►

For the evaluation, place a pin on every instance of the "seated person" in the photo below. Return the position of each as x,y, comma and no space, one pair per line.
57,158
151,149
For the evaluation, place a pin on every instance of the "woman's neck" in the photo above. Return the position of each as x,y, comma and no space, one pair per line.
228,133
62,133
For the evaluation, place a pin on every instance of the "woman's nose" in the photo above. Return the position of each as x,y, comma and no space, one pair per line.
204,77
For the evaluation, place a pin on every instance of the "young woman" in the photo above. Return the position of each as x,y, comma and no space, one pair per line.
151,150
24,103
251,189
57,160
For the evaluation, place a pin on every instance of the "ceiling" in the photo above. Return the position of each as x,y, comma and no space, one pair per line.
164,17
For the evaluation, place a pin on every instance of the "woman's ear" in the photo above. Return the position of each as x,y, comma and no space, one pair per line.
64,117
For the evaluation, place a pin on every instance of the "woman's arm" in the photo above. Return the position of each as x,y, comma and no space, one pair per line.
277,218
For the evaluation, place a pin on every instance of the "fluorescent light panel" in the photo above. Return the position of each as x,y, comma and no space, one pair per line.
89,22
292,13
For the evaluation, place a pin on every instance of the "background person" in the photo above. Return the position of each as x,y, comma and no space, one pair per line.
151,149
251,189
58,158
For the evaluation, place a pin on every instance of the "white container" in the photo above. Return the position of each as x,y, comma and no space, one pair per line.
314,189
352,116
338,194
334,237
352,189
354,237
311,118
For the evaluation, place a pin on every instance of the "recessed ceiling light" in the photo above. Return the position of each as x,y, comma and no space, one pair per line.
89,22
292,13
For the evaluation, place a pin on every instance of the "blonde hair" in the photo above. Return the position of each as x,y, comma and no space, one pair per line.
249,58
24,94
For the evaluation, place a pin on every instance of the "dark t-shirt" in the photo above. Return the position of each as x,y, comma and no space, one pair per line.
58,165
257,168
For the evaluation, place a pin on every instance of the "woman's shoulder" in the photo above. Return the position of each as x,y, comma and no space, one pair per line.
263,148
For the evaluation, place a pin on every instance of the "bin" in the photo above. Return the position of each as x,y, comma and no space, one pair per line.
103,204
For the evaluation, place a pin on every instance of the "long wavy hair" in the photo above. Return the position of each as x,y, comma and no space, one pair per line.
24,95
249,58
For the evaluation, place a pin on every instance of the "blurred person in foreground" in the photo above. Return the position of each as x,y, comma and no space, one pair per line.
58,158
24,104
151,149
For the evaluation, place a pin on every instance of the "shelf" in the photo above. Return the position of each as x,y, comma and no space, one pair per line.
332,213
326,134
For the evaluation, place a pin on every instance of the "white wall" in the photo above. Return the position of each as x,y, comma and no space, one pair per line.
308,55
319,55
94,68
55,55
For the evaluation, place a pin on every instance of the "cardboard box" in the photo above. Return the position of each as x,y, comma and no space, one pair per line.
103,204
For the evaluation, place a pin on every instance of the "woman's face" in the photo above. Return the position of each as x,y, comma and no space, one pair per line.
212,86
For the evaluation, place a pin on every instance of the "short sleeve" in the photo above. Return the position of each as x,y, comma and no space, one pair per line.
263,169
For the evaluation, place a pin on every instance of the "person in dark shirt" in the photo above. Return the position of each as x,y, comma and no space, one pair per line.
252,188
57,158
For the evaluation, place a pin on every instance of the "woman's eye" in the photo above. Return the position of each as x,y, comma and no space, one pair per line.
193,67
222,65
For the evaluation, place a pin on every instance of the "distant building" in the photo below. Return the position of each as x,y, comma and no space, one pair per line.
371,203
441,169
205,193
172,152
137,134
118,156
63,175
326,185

◄

▶ [Your task]: Above are some records. Print them all exactly.

▶ [Problem solution]:
For the evaluation, place a pin on every instance of the "seated person" in the photo below. Return the position of each as x,y, comma and no space, one pair per line.
57,158
151,149
For the evaluation, place a pin on every instance of the "woman's neck" in the photo above. Return the position of each as x,y, comma and no space, one pair per line.
228,133
62,133
For the evaluation, place a pin on every instance of the "woman's nose" in the photo above. Return the position of each as x,y, comma and no space, one pair per line.
204,77
For the evaluation, place a pin on every instance of the "young woman" in the photo above. Return the position of each as x,y, comma and no space, one pair per line.
151,150
24,103
251,189
57,160
For the evaluation, place a pin on every instance of the "ceiling" in the photo above. Return the position of each as x,y, comma and no space, one pair per line.
164,17
For the evaluation, place a pin on every instance of the "woman's ear" in the photo above. Return the position of each as x,y, comma and no space, one pair per line.
64,117
For the evaluation, place a pin on every instance of the "woman's arm" in the photo above. Return the position of each as x,y, comma and no space, one pair per line.
277,218
For the evaluation, place a pin on every instance of the "fluorescent light panel" in the photo above. Return the position of each as x,y, comma and no space, one pair per line.
89,22
292,13
For the evaluation, place a pin on every instance of the "background person" in the photo above. Return the position of each as x,y, comma and no space, one pair per line.
151,149
251,189
58,158
For the evaluation, place a pin on every instance of the "white container" in the photo above. Return the position of each as x,y, comma and no space, one pair per line.
314,189
352,116
338,194
334,237
352,189
354,237
311,118
For the evaluation, place a pin on every instance of the "recessed ceiling light" in the photo above. Return the position of each as x,y, comma and no space, one pair per line.
89,22
292,13
For the evaluation, place a pin on every instance of the "blonde hair" in the photo above. Return the position of each as x,y, comma and no space, one pair per line.
249,58
24,94
For the evaluation, place a pin on every instance of the "dark t-shirt" in the photo above. Return the position of each as x,y, comma and no space, one pair per line.
58,165
257,168
For the evaluation, place a pin on every instance of the "woman's shoulder" in the photo above. Return the position of each as x,y, comma and no space, one pair per line.
263,148
For the evaluation, place a pin on every instance of the "bin" in the photo above. Return the position of each as x,y, comma and no space, one pair per line.
103,204
For the evaluation, place a pin on every instance of the "long wavy hair" in the photo above. Return the position of each as x,y, comma and no space, one pair per line.
24,95
249,58
For the evaluation, place a pin on every instance of the "blurred person in foreground" in the photo above. Return the position of each as x,y, comma and no space, one pair per line.
58,158
24,104
151,149
For the evaluation, place a pin on every instance of the "shelf" in the photo above. Return the position of each as x,y, comma and no space, one pair per line.
332,213
326,134
For the evaluation, place a pin on every instance of the "white wall" in the photo above. Return the position of each as x,y, comma and no space, one pair per line.
308,55
319,55
94,68
55,55
For the evaluation, place a pin on every instance of the "cardboard box" in the photo above. Return the position of each as x,y, comma and no space, one pair per line.
103,204
For the evaluation, place a pin on every instance of the "woman's face" in the photo above. Return the position of each as x,y, comma and no space, one pair per line.
212,86
For the evaluation, place a pin on every instance of the "short sleeve" in the photo above. Return the position of each as x,y, comma and no space, one pair per line.
263,169
For the evaluation, place a pin on every instance of the "person in dark shirt" in the photo above. Return the position of each as x,y, comma and no space, one pair per line.
252,188
57,158
For the evaluation, place a pin on every instance of the "woman's eye" in the photo above. Return the position of each as x,y, comma and no space, one pair per line.
193,67
222,65
For the evaluation, place a pin on every instance of the "distant building" in the photo below. Return the position of each as x,y, comma and no space, one pair per line.
371,203
441,169
205,193
172,152
137,134
118,156
63,175
326,185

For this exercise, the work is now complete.